Records of labeled points:
──────────

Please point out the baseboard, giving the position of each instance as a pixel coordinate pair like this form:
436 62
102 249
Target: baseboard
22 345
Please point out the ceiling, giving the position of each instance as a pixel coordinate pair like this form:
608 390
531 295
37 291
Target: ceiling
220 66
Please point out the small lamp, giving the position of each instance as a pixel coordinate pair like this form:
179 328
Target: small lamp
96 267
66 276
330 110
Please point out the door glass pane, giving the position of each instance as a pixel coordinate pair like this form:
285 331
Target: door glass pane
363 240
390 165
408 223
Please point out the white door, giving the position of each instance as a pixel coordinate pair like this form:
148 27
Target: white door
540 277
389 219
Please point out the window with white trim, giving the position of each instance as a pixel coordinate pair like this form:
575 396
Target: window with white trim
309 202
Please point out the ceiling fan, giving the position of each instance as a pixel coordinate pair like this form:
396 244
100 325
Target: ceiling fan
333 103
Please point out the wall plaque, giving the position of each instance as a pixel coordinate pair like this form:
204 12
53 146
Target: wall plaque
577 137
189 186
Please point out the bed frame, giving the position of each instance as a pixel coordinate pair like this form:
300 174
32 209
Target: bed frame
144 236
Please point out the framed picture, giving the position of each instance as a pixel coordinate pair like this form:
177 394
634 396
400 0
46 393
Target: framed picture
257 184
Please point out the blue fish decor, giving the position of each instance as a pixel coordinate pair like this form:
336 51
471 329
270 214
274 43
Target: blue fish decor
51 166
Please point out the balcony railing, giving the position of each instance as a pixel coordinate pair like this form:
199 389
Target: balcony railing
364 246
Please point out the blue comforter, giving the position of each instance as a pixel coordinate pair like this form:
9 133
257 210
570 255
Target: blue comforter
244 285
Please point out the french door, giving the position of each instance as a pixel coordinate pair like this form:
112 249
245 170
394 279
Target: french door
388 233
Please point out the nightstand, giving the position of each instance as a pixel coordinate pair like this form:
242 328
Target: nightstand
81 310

──────────

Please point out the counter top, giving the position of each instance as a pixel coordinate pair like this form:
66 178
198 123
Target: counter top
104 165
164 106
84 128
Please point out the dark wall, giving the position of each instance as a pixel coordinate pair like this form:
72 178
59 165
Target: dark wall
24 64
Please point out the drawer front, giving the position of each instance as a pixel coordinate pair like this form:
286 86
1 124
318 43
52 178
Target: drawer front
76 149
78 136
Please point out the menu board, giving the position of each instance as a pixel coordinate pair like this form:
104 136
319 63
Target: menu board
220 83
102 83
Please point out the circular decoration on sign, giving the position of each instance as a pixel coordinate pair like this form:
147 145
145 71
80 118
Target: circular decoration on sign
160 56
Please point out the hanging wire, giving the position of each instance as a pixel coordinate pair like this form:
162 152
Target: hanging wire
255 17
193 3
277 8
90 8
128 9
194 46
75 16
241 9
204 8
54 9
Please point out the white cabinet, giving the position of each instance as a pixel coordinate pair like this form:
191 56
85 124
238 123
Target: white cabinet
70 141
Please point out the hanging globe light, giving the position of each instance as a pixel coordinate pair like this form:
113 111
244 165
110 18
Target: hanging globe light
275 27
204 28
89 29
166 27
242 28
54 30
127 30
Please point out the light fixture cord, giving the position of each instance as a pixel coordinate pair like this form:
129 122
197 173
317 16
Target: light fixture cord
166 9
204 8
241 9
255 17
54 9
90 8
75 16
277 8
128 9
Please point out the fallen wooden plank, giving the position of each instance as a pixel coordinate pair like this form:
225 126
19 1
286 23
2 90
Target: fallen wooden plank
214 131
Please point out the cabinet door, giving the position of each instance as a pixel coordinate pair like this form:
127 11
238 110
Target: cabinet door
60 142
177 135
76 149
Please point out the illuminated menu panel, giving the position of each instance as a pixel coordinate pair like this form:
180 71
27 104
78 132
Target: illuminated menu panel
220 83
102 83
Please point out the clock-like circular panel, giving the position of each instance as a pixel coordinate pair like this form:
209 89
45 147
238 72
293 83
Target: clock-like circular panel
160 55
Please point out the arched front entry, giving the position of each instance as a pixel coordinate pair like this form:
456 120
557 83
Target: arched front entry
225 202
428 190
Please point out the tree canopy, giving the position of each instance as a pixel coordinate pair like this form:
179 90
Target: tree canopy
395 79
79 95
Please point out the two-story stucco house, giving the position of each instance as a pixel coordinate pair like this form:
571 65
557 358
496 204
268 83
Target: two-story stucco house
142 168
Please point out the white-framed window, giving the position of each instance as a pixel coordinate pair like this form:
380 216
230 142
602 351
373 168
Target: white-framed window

──────────

Your task: Rewrite the lines of the records as a JSON list of strings, one string per line and leaving out blank lines. Start at the line that contains "Please point out the two-story" and stop after the line that contains "Target: white-framed window".

Answer for this exercise:
[
  "Please point out the two-story stucco house, giving the position of each instance as a pixel coordinate pair like this form:",
  "571 65",
  "557 358",
  "496 204",
  "268 83",
  "Target: two-story stucco house",
  "142 168",
  "Please point out the white-framed window, giving the position of each instance as a pixel coordinate pair like this form:",
  "380 216",
  "230 142",
  "602 351",
  "373 168",
  "Target: white-framed window"
]